# [GIVEN TASK]
Rewrite the records from the line containing "target | fabric fold" through the end, both included. Keep every line as it is except the answers, and raise each point coordinate in them by 98.

# [EXERCISE MATERIALS]
********
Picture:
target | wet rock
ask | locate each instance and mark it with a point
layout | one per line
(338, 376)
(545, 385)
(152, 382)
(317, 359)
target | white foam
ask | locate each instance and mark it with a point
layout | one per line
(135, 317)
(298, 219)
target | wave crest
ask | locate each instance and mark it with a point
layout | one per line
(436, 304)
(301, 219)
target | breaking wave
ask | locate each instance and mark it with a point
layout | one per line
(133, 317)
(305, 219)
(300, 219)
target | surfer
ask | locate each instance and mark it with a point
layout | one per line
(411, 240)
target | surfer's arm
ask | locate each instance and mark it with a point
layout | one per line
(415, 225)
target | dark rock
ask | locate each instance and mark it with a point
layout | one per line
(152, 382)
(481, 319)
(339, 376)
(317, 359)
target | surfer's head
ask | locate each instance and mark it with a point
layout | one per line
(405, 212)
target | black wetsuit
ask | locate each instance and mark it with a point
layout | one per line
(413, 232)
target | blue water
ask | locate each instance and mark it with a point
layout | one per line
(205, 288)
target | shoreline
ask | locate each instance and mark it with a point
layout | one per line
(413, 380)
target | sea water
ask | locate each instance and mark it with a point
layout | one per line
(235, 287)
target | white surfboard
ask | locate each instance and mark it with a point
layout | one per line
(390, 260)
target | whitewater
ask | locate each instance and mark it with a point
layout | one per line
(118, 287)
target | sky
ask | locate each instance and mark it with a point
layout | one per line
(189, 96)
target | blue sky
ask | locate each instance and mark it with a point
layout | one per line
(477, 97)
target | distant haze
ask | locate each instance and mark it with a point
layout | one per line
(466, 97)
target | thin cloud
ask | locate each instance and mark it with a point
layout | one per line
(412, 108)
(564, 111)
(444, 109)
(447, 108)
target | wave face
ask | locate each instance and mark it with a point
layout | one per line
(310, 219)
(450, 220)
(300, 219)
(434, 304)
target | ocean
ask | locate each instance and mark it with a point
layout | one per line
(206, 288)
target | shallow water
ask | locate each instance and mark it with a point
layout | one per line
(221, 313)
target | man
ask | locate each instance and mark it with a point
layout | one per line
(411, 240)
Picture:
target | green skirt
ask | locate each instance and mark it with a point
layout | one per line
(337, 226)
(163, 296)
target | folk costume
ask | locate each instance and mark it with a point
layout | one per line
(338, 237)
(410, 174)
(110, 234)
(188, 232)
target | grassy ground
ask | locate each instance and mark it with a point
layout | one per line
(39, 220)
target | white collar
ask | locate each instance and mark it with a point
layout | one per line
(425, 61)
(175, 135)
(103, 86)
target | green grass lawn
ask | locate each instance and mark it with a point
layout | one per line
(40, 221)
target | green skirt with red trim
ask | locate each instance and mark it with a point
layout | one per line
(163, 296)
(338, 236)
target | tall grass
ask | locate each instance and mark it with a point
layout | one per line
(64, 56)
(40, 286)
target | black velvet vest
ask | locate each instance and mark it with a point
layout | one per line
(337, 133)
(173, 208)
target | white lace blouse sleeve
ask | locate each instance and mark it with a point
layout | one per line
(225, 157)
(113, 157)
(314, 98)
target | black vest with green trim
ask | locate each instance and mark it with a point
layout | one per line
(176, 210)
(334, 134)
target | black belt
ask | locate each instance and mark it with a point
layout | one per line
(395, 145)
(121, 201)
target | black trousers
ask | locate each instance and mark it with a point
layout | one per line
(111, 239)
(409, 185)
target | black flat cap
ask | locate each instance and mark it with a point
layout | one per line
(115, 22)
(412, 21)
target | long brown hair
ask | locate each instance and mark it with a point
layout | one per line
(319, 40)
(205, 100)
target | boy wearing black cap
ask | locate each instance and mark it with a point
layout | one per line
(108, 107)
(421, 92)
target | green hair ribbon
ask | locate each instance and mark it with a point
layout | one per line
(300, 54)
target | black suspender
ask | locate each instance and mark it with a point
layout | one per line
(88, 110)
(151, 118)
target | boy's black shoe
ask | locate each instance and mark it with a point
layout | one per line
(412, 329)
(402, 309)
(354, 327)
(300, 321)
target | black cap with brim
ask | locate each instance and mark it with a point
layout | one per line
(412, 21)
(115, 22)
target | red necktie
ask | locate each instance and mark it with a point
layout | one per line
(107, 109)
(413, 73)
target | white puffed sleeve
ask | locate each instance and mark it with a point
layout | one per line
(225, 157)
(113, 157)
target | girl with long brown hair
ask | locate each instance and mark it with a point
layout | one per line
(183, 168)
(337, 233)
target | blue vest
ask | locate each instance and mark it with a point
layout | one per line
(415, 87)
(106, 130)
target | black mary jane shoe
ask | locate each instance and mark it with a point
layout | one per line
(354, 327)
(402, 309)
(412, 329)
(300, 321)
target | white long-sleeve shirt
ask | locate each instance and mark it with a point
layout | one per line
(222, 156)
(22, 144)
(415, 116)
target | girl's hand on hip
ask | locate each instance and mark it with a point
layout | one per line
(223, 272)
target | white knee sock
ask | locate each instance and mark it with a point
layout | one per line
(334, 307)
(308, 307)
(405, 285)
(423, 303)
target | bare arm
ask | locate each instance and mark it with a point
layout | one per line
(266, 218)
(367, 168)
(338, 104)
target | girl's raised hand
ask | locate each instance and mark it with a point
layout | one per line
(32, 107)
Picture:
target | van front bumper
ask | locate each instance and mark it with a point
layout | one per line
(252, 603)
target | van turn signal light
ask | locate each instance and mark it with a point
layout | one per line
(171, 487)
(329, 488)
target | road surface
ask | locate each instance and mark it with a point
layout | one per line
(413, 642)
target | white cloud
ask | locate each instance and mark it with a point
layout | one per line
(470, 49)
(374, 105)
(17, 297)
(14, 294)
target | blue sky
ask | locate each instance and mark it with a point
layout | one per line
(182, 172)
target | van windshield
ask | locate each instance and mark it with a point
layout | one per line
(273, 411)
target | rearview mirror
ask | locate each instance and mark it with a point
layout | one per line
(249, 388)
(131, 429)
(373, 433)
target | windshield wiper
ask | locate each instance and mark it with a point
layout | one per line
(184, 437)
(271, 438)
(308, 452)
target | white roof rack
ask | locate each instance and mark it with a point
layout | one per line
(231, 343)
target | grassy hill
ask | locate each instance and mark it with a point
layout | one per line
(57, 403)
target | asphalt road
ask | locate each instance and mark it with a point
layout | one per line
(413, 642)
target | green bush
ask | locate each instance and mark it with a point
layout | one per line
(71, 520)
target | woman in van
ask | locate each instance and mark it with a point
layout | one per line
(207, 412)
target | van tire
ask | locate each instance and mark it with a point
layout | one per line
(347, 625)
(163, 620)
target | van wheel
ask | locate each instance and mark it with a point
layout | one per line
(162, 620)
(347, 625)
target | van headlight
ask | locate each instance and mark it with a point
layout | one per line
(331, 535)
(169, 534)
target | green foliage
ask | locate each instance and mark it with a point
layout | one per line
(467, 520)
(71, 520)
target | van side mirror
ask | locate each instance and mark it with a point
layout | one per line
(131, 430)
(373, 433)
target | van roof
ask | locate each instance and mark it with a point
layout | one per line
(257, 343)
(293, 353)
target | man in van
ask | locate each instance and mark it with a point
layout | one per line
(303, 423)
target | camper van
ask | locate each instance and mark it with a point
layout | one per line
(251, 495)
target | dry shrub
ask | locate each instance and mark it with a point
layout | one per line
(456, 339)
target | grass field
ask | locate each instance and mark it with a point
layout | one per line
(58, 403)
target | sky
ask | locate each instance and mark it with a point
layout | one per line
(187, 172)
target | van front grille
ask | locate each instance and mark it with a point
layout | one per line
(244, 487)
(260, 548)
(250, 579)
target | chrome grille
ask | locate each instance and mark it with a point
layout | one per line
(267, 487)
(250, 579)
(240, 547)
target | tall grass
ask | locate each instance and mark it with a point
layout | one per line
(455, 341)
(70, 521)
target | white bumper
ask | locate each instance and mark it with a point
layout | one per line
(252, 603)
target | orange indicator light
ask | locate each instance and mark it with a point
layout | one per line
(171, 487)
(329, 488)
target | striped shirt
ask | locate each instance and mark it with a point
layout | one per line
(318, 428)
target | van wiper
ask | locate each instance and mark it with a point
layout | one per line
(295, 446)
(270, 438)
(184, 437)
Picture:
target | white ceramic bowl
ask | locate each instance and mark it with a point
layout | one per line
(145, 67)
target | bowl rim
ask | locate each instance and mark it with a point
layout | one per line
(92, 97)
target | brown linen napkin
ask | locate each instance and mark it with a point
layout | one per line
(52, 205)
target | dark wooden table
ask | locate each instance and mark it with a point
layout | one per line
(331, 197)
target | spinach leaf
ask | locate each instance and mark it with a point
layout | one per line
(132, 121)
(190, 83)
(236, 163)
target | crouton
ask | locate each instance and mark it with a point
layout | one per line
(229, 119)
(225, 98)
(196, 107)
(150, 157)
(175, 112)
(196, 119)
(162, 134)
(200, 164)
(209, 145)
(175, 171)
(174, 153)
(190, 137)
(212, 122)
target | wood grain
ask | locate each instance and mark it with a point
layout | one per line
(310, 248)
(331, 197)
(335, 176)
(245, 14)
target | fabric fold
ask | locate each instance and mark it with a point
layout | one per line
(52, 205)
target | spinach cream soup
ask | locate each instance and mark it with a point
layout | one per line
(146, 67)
********
# [CORRECT RESPONSE]
target | fabric fold
ask | locate each instance and mark it with a point
layout | one per line
(150, 303)
target | spinach cream soup
ask | locate each instance and mark it with a point
layout | one per line
(244, 165)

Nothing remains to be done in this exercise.